===== TEKS YANG DIBERIKAN

Nazaruddin Jadi Buruan Interpol
Presiden Tidak Intervensi
Komisi Pemberantasan Korupsi (KPK) segera mengajukan red notice atau permintaan pencarian untuk tersangka suap proyek pembangunan wisma atlet SEA Games 2011, Muhammad Nazaruddin, kepada kepolisian internasional (Interpol) melalui Mabes Polri.
Dengan begitu, mantan Bendahara Partai Demokrat itu akan menjadi buronan Interpol. Nazaruddin dilaporkan tengah berobat di Singapura. Dia meninggalkan Indonesia pada 23 Mei lalu atau sehari sebelum KPK mengeluarkan permohonan cekal terhadapnya.
Kepala Biro Humas KPK Johan Budi memastikan, red notice akan disampaikan kepada Mabes Polri dalam waktu satu-dua hari ini.
“Dalam waktu satu-dua hari ini kita akan menerbitkan red notice ke Interpol,” kata Kabiro Humas KPK, Johan Budi kepada pers di kantornya, Senin (4/7).
Sebelumnya, permintaan yang sama telah disampaikan KPK terkait penangkapan terhadap tersangka kasus suap cek perjalanan dalam pemilihan Deputi Dewan Gubernur Senior Bank Indonesia (DGSBI), Nunun Nurbaeti.
Namun hingga kemarin, red notice itu ternyata tidak cukup manjur karena keberadaan Nunun belum juga terendus. Padahal, red notice sudah dikirimkan ke Interpol sejak lebih dari tiga pekan lalu.
Nazaruddin resmi ditetapkan sebagai tersangka oleh KPK sejak 30 Juni. Suami Neneng Sri Wahyuni itu diduga menerima suap terkait pembangunan wisma atlet di Palembang senilai Rp 191 miliar.
Istrinya, Neneng, juga batal diperiksa KPK karena ikut ’’lari’’ dengan Nazaruddin ke Singapura. Neneng diduga terlibat dalam kasus suap proyek pembangunan pembangkit listrik tenaga surya (PLTS) di Kementerian Tenaga Kerja dan Transmigrasi pada tahun 2008.
Nazaruddin, mantan anggota Komisi III DPR, disangka melanggar Pasal 5 ayat 2 dan atau Pasal 12 huruf a dan atau huruf b dan atau Pasal 11 UU Pemberantasan Tindak Pidana Korupsi. Nazaruddin menolak kembali ke Tanah Air dengan alasan tengah menjalani pengobatan sakit jantung.

==========

- _TUGAS TERTULIS_
a) Tuliskan kembali bagian berita tentang Nazaruddin antara "Kepala Biro Humas" dan "(DGSBI), Nunun Nurbaeti.", termasuk kedua batas itu.
b) Tolong lanjutkan berita tentang Nazaruddin dari kalimat terakhirnya.
Item-item ini berasal dari sumber lain.

===== KUMPULAN DATA

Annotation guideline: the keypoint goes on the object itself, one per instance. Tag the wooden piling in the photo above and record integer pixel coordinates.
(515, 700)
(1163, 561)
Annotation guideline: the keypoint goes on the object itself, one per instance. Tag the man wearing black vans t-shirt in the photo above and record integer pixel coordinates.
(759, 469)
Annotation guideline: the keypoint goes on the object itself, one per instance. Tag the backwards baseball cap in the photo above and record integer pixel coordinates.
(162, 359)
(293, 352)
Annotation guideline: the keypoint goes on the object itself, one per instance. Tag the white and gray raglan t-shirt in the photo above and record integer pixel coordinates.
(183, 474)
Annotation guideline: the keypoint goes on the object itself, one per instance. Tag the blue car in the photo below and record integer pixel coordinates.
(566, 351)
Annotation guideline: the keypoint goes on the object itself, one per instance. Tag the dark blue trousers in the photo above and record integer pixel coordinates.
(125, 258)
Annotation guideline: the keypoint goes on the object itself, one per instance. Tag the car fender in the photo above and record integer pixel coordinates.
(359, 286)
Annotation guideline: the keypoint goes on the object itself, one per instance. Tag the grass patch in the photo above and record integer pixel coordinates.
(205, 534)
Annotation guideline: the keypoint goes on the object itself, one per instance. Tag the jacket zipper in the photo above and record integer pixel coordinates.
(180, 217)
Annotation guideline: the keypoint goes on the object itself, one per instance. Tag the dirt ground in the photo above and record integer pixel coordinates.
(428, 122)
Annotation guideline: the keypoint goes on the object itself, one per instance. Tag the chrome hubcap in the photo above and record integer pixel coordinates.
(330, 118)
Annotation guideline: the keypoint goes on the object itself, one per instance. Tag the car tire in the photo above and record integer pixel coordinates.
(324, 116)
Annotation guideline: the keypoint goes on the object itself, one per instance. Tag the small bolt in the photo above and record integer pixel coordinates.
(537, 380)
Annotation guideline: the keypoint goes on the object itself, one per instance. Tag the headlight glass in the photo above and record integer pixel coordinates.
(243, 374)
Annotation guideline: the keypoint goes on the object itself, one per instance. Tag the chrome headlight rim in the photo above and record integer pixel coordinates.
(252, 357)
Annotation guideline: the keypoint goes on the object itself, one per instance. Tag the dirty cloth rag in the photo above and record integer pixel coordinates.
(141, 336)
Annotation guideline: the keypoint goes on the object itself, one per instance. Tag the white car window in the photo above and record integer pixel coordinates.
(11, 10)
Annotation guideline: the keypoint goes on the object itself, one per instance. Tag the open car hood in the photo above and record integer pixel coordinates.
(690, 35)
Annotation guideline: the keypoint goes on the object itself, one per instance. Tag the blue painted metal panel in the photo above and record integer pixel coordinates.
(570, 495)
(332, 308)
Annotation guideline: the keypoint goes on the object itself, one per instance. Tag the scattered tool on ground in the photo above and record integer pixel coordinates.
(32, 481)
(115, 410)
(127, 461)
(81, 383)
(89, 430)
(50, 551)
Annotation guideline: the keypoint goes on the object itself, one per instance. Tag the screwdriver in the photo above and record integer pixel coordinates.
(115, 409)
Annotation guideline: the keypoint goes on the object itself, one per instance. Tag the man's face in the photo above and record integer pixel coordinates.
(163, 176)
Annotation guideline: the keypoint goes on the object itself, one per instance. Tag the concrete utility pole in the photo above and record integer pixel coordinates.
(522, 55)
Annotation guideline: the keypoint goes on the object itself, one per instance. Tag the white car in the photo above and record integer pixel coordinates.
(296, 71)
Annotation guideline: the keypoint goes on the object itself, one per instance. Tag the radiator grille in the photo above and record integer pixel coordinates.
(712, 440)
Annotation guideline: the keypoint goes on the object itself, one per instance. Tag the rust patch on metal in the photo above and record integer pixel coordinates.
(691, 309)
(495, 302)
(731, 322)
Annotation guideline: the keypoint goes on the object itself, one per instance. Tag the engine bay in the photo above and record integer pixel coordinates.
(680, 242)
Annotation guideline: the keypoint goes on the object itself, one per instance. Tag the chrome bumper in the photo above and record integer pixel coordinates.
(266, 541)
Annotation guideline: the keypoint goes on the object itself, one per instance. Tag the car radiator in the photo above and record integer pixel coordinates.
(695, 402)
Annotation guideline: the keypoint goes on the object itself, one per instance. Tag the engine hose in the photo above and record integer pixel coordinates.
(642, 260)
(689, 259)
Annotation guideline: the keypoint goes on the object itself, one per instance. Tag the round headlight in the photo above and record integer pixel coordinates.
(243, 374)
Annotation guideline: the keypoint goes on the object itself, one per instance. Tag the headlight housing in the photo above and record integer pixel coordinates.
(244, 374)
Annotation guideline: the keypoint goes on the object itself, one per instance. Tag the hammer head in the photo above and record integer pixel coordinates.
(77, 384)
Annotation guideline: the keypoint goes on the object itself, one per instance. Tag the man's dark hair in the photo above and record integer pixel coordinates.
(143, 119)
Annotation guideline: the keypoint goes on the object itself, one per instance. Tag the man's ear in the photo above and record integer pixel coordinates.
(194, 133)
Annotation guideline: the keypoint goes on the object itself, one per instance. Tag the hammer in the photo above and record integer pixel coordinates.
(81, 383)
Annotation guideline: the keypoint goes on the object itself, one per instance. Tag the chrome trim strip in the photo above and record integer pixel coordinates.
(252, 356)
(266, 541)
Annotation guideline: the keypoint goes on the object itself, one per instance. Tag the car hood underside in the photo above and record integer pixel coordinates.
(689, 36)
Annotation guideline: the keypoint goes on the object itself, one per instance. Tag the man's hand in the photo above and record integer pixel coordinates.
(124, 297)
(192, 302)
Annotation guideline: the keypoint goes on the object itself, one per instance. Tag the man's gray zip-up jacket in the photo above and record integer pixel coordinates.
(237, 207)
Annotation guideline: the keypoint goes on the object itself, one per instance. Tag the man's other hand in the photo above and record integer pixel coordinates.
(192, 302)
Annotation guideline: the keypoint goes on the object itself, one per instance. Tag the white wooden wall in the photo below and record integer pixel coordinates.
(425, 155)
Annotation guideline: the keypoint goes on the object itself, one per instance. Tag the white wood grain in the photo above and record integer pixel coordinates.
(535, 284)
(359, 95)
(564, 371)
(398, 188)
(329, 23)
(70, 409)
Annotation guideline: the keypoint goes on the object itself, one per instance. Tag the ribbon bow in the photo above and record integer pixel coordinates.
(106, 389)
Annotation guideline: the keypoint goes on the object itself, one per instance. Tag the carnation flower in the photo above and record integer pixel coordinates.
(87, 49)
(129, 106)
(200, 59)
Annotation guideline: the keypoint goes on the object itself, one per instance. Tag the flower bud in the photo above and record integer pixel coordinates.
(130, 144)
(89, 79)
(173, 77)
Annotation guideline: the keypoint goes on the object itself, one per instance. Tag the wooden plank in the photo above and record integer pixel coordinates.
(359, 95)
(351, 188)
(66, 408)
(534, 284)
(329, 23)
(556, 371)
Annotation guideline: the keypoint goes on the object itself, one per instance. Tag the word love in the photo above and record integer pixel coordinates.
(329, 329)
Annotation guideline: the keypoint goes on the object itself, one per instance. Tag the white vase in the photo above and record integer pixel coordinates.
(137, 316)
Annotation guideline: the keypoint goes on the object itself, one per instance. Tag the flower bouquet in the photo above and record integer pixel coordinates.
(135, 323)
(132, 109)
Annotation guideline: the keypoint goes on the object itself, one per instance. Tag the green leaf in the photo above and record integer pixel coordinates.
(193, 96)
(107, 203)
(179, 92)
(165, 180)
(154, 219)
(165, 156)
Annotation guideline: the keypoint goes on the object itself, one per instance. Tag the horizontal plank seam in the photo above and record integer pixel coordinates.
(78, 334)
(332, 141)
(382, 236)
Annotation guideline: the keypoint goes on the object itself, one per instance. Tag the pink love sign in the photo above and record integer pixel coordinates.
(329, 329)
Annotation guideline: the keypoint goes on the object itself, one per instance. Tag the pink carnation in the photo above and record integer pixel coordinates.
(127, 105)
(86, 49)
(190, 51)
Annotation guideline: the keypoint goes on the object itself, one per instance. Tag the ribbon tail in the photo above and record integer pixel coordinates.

==========

- _JAWABAN LATIHAN_
a)
Kepala Biro Humas KPK Johan Budi memastikan, red notice akan disampaikan kepada Mabes Polri dalam waktu satu-dua hari ini.
“Dalam waktu satu-dua hari ini kita akan menerbitkan red notice ke Interpol,” kata Kabiro Humas KPK, Johan Budi kepada pers di kantornya, Senin (4/7).
Sebelumnya, permintaan yang sama telah disampaikan KPK terkait penangkapan terhadap tersangka kasus suap cek perjalanan dalam pemilihan Deputi Dewan Gubernur Senior Bank Indonesia (DGSBI), Nunun Nurbaeti.

b)
Perintah Presiden
Presiden Susilo Bambang Yudhoyono telah menginstruksikan agar Polri menangkap Nazaruddin. Perintah SBY kepada Polri untuk menangkap Nazaruddin itu didasarkan pada pernyataan pimpinan KPK yang mengaku kesulitan mendatangkan tersangka kasus dugaan suap wisma atlet SEA Games itu untuk menjalani proses hukum.
Perintah penangkapan Nazaruddin oleh presiden ini kontan menuai kritik karena dituding tidak berimbang, dalam arti terhadap tersangka dan kasus lain, presiden bersikap pasif. Misalnya dalam kasus Nunun Nurbaeti yang juga buron, tidak sekalipun presiden pernah mengeluarkan perintah penangkapan atau sejenisnya.
Jubir Kepresidenan Julian Aldrin Pasha kemarin membantah tudingan bahwa perintah Presiden SBY ke Polri adalah bentuk intervensi. “Justru ini permintaan KPK, bahwa dalam upaya untuk menghadirkan Nazaruddin mengalami kesulitan. Oleh karena itu meminta bantuan kepolisian untuk menghadirkan Nazaruddin,” kata Julian kepada wartawan di Istana Negara, Senin (4/7).
Sebagai tindak lanjutnya, Presiden kemudian memerintahkan Polri berkoordinasi dengan KPK untuk menghadirkan Nazaruddin. Maka tidak tepat bila kemudian dinilai perintah presiden sebagai intervensi terhadap proses hukum.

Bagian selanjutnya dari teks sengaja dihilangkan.